[[ DOCUMENT SECTION, beginning ]]
Abstract
Objective:
To compare the performance of three artificial intelligence (AI) classification strategies against manually classified National Institutes of Health (NIH) cardiac arrest (CA) grants, with the goal of developing a publicly available tool to track CA research funding in the United States.
Methods:
Three AI strategies—traditional machine learning (ML), large language model (LLM) zero-shot learning, and LLM few-shot learning—were compared to manually categorized CA grant abstracts from NIH RePORTER (2007–2021). Traditional ML used a regularized logistic regression model trained on embedding vectors generated by OpenAI’s text-embedding-3-small model. Zero-shot learning, using GPT-4o-mini, classified grants based on task descriptions without labeled examples. Few-shot learning included six example grants. Models were evaluated on a balanced 20% holdout test set using accuracy, precision (positive predictive value), recall (sensitivity), and F1 score (harmonic mean of precision and recall).
Results:
Out of 1,505 grants categorized, 378 (25%) were identified as CA research, yielding 302 grants in the holdout test set, 76 of which were CA research. The few-shot approach performed best, achieving the highest accuracy (0.90) and the best balance of precision and recall (F1 score 0.82). In contrast, traditional ML had the lowest accuracy (0.87) and the highest precision (0.89) but suffered from poor recall, with approximately 2.5 times more false negatives than either generative approach. The zero-shot approach outperformed traditional ML in accuracy (0.88) and recall (0.86) but had lower precision (0.72).
Conclusion:
AI can rapidly identify CA grants with excellent accuracy and very good precision and recall, making it a promising tool for tracking research funding.
Keywords: machine learning, cardiac arrest, research funding, National Institutes of Health
Introduction
For more than a decade, federal funding for cardiac arrest (CA) research has been low compared to other leading causes of death and disability in the United States.[1, 2] This disparity is likely multifactorial, stemming from a small number of investigators submitting relatively few applications, a further constrained pool of senior resuscitation scientists to mentor junior colleagues or serve on federal grant review committees, and finite available federal resources.
A challenge to the growth of resuscitation science as a field is the relative lack of transparency regarding the annual NIH investment. Although the NIH provides detailed accounting for more than 350 disease categories in its annual categorical spending report, CA is not listed.[3] As a result, quantifying grants and funding requires manual review and identification of grant abstracts from NIH RePORTER,[1] which is resource intensive and requires field-specific expertise.
In lieu of these methods, artificial intelligence (AI) may offer an efficient, accurate, and transparent solution for identifying CA grants. Therefore, we sought to compare the performance of three AI classification strategies against manually classified grants from 2007 to 2021 with the goal of developing a publicly available tool for researchers, stakeholders, advocacy groups, funding agencies, and members of the public to access CA funding characteristics.
Methods
Utilizing our previously published search strategy of querying the terms: “‘cardiac arrest’ or ‘cardiopulmonary resuscitation’ or ‘heart arrest’ or ‘circulatory arrest’ or ‘pulseless electrical activity’ or ‘ventricular fibrillation’ or ‘resuscitation,’” grant abstracts from NIH RePORTER from 2007 to 2021 were individually reviewed and categorized as CA research (yes/no) using predefined inclusion and exclusion criteria.[1] This manual (entirely human-based) categorization process provided the ground-truth labels for the present study and has a published kappa of 0.86,[1] indicating excellent inter-rater reliability. Three AI classification strategies were then employed to automate the identification of CA grants: traditional machine learning (ML),[4] large language model (LLM) zero-shot learning[5], and LLM few-shot learning[5].
[[ DOCUMENT SECTION, end ]]
[[ INFORMATION, beginning ]]
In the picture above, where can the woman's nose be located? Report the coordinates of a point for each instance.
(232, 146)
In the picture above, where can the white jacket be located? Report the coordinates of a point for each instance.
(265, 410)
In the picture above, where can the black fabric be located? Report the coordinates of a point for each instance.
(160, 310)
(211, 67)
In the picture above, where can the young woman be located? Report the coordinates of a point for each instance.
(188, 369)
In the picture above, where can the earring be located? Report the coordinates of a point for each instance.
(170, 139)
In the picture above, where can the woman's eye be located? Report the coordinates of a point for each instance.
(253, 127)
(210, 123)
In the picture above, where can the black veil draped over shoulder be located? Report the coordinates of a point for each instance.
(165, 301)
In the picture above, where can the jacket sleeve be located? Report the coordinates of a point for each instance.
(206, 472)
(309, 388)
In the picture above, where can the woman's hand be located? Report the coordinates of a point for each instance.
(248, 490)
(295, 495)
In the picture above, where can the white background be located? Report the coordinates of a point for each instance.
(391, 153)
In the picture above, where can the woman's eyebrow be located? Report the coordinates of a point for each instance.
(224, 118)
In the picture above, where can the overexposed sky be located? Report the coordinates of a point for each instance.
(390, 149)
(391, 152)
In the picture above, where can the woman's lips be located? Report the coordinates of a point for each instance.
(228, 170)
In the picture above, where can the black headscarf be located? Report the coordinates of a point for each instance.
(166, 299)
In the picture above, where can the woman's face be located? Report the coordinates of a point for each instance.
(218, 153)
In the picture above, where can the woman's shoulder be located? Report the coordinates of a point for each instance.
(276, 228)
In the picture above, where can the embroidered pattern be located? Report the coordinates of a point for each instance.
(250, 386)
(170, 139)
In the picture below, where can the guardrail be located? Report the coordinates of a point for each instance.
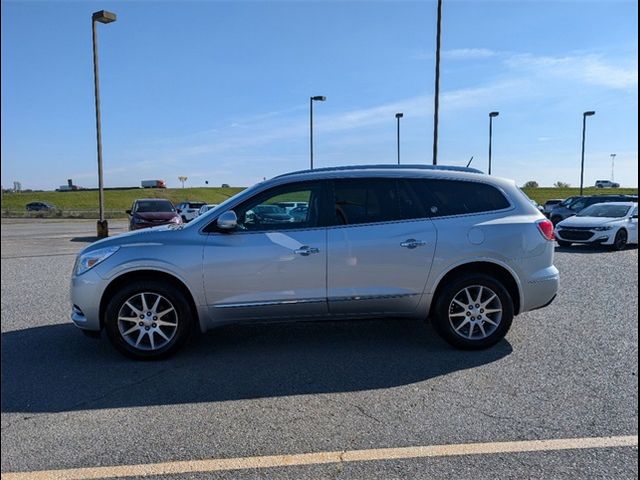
(62, 213)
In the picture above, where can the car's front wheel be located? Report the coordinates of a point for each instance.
(473, 312)
(621, 240)
(148, 319)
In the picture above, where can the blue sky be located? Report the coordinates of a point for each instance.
(219, 91)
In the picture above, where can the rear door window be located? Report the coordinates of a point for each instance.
(374, 200)
(457, 197)
(365, 200)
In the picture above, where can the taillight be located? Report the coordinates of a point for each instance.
(546, 229)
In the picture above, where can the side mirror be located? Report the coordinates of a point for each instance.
(227, 220)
[[ INFORMATION, end ]]
_APPLY WHAT YOU READ_.
• a. Summarize the cardiac arrest grant classification study in two sentences.
• b. For each statement, say whether it agrees with the cardiac arrest grant classification study. Answer yes or no and quote the deciding words of the study.
(i) The zero-shot approach had higher precision than traditional ML.
(ii) Cardiac arrest is one of the disease categories in the NIH annual categorical spending report.
(iii) The few-shot approach was given six example grants.
• c. Carry on with the methods section of the cardiac arrest grant classification study, starting after its last sentence.
None of the data is needed to complete this work.

_ANSWERS PER TASK_.
• a. The study compared three AI classification strategies (traditional machine learning, LLM zero-shot learning, and LLM few-shot learning) against manually classified NIH cardiac arrest grant abstracts from 2007–2021, with the goal of developing a publicly available tool to track cardiac arrest research funding. The few-shot approach performed best, with the highest accuracy (0.90) and F1 score (0.82), while traditional ML had the highest precision but the lowest accuracy and poor recall.

• b.
(i) No: "traditional ML had the lowest accuracy (0.87) and the highest precision (0.89)" and the zero-shot approach "had lower precision (0.72)."
(ii) No: "CA is not listed."
(iii) Yes: "Few-shot learning included six example grants."

• c.
All models were evaluated on an identical 20% (302 abstracts) holdout test set chosen with stratified random sampling to mirror the class balance of the entire dataset (25% CA research, 75% not CA research). We chose this 80/20 train-validate ratio because traditional ML requires training (fitting) on a relatively large sample. By contrast, zero-shot learning requires no task-specific training data and few-shot learning requires only a few (in this study 6) task-specific examples. To compare performance on the same data for each approach, the 20% holdout data was used to judge each method’s performance on accuracy, precision (positive predictive value, PPV), recall (sensitivity), and F1 score (harmonic mean of precision and recall). For accuracy, precision, and recall, exact 95% confidence intervals were calculated using the Clopper-Pearson method, treating each classification as a Bernoulli trial. For the F1 score, the Delta Method was employed to approximate the standard error and compute the 95% confidence interval.. Common probability-based metrics were not utilized as the zero and few-shot instances return only a category label.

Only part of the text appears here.